■ Set task ■
Would you transcribe all of the data exactly, down to the last character?

■ Given entries ■
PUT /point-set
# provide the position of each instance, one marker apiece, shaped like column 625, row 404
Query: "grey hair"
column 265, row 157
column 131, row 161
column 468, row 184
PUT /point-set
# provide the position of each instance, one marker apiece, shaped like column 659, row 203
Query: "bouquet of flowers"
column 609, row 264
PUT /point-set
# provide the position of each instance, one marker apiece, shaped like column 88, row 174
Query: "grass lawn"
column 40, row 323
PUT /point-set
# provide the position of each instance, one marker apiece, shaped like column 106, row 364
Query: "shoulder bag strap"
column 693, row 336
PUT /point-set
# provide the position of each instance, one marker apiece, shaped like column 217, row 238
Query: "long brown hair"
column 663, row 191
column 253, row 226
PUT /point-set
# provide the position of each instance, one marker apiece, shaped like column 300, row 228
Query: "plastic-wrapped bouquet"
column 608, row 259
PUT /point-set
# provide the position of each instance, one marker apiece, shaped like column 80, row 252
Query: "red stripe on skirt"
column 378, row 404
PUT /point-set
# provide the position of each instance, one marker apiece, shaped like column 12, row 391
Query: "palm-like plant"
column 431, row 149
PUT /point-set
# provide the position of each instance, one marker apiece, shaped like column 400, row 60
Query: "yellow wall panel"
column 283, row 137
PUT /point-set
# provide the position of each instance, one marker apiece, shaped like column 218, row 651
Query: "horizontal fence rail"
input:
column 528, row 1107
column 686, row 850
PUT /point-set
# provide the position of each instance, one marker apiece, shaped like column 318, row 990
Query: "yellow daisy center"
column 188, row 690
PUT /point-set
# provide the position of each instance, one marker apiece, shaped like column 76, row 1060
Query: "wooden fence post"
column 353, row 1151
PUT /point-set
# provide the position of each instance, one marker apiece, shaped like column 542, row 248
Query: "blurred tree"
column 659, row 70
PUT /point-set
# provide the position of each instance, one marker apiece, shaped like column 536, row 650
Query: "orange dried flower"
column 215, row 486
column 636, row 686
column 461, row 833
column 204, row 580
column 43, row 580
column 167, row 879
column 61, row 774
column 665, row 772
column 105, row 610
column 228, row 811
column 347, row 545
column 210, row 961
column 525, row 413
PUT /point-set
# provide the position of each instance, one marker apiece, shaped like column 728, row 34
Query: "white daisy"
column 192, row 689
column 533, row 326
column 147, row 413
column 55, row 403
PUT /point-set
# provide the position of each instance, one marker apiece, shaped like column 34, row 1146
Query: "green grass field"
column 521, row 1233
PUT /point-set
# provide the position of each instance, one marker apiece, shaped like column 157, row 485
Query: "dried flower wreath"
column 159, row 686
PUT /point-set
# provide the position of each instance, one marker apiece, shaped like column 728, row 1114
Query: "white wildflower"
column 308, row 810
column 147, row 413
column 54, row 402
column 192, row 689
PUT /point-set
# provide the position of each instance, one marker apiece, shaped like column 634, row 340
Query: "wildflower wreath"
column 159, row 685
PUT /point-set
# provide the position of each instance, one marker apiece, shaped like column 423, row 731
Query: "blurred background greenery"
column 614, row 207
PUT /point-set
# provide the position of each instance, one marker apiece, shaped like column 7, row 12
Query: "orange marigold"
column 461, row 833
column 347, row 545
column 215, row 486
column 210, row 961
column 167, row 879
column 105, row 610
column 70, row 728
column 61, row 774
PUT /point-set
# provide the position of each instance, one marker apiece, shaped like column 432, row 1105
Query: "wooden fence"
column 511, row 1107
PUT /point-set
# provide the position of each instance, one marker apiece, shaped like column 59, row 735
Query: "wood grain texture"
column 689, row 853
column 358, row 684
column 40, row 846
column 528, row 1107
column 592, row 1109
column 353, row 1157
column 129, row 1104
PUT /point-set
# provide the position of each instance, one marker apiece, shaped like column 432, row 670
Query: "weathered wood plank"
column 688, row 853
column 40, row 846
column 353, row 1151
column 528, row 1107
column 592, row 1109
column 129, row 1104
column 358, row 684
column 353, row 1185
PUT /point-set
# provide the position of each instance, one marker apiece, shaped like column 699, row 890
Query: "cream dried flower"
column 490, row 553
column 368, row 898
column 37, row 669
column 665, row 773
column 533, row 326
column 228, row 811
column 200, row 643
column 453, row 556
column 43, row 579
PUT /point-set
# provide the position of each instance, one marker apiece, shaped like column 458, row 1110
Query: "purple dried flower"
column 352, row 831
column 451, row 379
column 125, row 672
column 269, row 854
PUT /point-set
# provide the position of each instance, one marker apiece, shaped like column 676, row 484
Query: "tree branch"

■ Answer to the problem ■
PUT /point-set
# provide the position of each instance, one marker apiece, shaped like column 625, row 404
Query: "grey hair"
column 265, row 157
column 131, row 161
column 468, row 184
PUT /point-set
# provide the position of each instance, one marker apiece, shaped like column 659, row 203
Query: "bouquet of flowers"
column 609, row 264
PUT /point-set
# provide the position of each instance, one marker apiece, shaped like column 88, row 174
Query: "grass lawn"
column 40, row 323
PUT /point-set
# provide the position of each instance, one marker apiece, shaped like column 106, row 364
Query: "shoulder bag strap"
column 693, row 336
PUT /point-set
# provide the position of each instance, one marker apiece, shaped like column 217, row 238
Query: "long brown hair"
column 663, row 191
column 253, row 226
PUT /point-set
# provide the position of each instance, one marker apiece, shaped like column 300, row 228
Query: "plastic-wrapped bouquet"
column 608, row 259
PUT /point-set
# provide the position of each instance, one marker apiece, shaped like column 80, row 252
Query: "red stripe on skirt"
column 378, row 404
PUT /point-set
# provide the position of each instance, one marker apiece, shaped like column 12, row 391
Query: "palm-like plant"
column 431, row 149
PUT /point-set
# provide the position of each instance, one marker apiece, shaped like column 400, row 60
Query: "yellow wall panel"
column 283, row 137
PUT /point-set
# provide the position of each instance, one marker apiece, shaped like column 218, row 651
Query: "horizontal fence rail"
input:
column 528, row 1107
column 686, row 850
PUT /point-set
# provide the position of each instance, one marker apiece, shaped like column 318, row 990
Query: "yellow daisy center"
column 188, row 690
PUT /point-set
# provide the position of each instance, one marker apiece, shaped like column 76, row 1060
Query: "wooden fence post"
column 353, row 1151
PUT /point-set
# provide the position of each instance, one marker apiece, shaped like column 542, row 248
Query: "blurred tree"
column 659, row 70
PUT /point-set
# provide the position of each instance, one marker apiece, shaped like column 536, row 650
Query: "orange dried flower"
column 215, row 486
column 636, row 686
column 461, row 833
column 204, row 580
column 43, row 580
column 167, row 879
column 61, row 774
column 665, row 772
column 105, row 610
column 228, row 811
column 347, row 545
column 210, row 961
column 525, row 413
PUT /point-set
# provide the position of each instance, one marker apiece, shaped like column 728, row 34
Query: "white daisy"
column 192, row 689
column 533, row 326
column 147, row 413
column 55, row 403
PUT /point-set
# provide the position of each instance, one marker apiece, shaped like column 34, row 1146
Query: "green grass field"
column 521, row 1233
PUT /point-set
# provide the position of each instance, one marker apiece, shaped like column 157, row 485
Query: "dried flower wreath"
column 159, row 686
PUT /point-set
# provide the position of each instance, one marker apiece, shaped like column 728, row 1114
Query: "white wildflower"
column 308, row 810
column 147, row 413
column 54, row 402
column 192, row 689
PUT /point-set
# provide the position of each instance, one marker apiece, shaped like column 634, row 340
Query: "wildflower wreath"
column 159, row 685
PUT /point-set
# provide the position of each instance, one marker apiece, shaped like column 423, row 731
Query: "blurred background greenery"
column 614, row 207
PUT /point-set
# provide the position of each instance, one marker apiece, shaped like column 7, row 12
Query: "orange marigold"
column 461, row 833
column 347, row 545
column 215, row 486
column 210, row 961
column 167, row 879
column 105, row 610
column 70, row 728
column 61, row 774
PUT /point-set
# provide the position of each instance, one marker apiece, shaped like column 432, row 1105
Query: "wooden fence"
column 511, row 1107
PUT /point-set
# provide the position of each instance, one marker apiece, shaped like column 59, row 735
Query: "wood grain texture"
column 689, row 853
column 358, row 684
column 40, row 846
column 528, row 1107
column 592, row 1109
column 353, row 1157
column 129, row 1104
PUT /point-set
# provide the position of each instance, one marker apiece, shaped like column 432, row 670
Query: "weathered wood plank"
column 688, row 853
column 40, row 846
column 353, row 1151
column 528, row 1107
column 592, row 1109
column 129, row 1104
column 358, row 684
column 353, row 1185
PUT /point-set
# provide the position of each instance, one marker apiece, shaped like column 699, row 890
Query: "cream dried flower"
column 490, row 553
column 368, row 898
column 37, row 669
column 665, row 773
column 533, row 326
column 228, row 811
column 200, row 643
column 453, row 556
column 43, row 579
PUT /point-set
# provide the position of each instance, one marker apiece, shaped like column 458, row 1110
Query: "purple dried flower"
column 352, row 831
column 451, row 379
column 125, row 672
column 269, row 854
PUT /point-set
# provide the position of each instance, one marker apiece, shaped like column 676, row 484
Query: "tree branch"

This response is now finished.